* Exercise:
Filter the material below so that only lines containing "cluster" remain.
Records shown section start
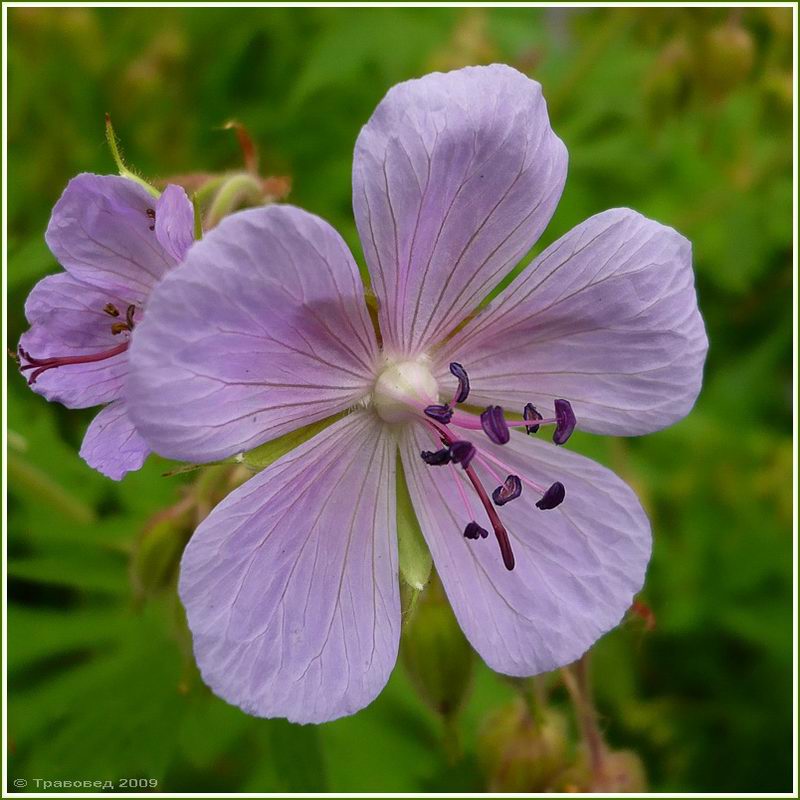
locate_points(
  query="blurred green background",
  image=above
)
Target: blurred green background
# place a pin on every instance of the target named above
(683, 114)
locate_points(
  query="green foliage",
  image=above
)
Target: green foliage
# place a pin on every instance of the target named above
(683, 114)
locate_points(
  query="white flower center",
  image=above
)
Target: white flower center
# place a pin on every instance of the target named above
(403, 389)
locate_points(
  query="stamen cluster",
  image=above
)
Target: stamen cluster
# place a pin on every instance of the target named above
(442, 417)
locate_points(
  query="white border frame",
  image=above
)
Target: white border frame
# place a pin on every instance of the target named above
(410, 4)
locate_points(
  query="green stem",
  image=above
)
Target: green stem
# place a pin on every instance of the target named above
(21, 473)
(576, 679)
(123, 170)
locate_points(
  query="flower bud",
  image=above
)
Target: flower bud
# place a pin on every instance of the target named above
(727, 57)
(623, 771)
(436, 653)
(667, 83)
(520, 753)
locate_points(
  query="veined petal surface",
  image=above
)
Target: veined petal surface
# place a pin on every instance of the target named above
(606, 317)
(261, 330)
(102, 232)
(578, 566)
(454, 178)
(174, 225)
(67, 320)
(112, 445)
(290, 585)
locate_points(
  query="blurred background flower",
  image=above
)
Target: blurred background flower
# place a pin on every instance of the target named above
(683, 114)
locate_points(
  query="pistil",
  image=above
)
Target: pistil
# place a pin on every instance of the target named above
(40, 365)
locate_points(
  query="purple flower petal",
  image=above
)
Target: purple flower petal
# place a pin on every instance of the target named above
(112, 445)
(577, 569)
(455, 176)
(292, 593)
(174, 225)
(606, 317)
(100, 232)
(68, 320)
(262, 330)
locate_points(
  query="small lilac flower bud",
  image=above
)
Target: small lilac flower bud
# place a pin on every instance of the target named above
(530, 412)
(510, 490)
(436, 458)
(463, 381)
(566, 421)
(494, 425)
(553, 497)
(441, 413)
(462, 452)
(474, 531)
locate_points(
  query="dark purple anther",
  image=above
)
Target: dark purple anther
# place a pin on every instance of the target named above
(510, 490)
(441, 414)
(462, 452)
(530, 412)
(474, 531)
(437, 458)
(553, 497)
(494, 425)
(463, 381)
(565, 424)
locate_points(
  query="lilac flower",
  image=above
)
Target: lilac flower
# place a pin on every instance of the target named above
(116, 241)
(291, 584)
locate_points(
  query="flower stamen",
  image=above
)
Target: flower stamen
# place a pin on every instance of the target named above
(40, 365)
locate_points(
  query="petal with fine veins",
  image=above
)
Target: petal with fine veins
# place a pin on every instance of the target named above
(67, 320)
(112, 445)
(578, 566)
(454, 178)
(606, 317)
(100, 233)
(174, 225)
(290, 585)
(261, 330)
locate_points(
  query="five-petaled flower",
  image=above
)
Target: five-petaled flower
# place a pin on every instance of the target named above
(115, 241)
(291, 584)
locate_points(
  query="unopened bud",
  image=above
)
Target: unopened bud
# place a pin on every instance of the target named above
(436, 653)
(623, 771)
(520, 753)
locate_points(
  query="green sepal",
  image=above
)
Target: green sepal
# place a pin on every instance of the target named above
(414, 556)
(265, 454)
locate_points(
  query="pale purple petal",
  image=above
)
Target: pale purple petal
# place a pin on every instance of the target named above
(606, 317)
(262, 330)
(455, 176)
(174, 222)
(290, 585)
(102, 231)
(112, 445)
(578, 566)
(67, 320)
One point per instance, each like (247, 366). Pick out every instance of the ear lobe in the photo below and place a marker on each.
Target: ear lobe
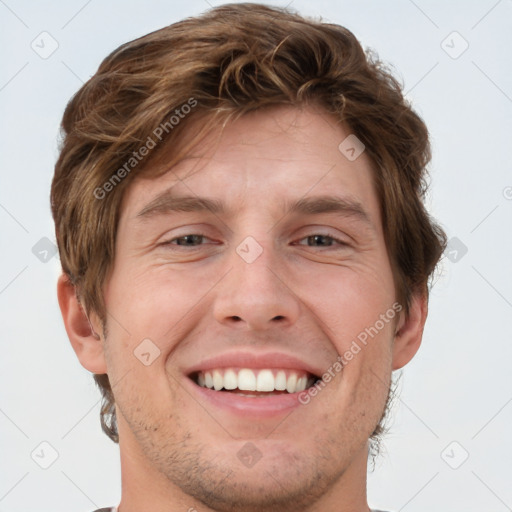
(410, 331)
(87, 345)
Records shown section end
* Response area:
  query="stamen cluster",
Target: stamen cluster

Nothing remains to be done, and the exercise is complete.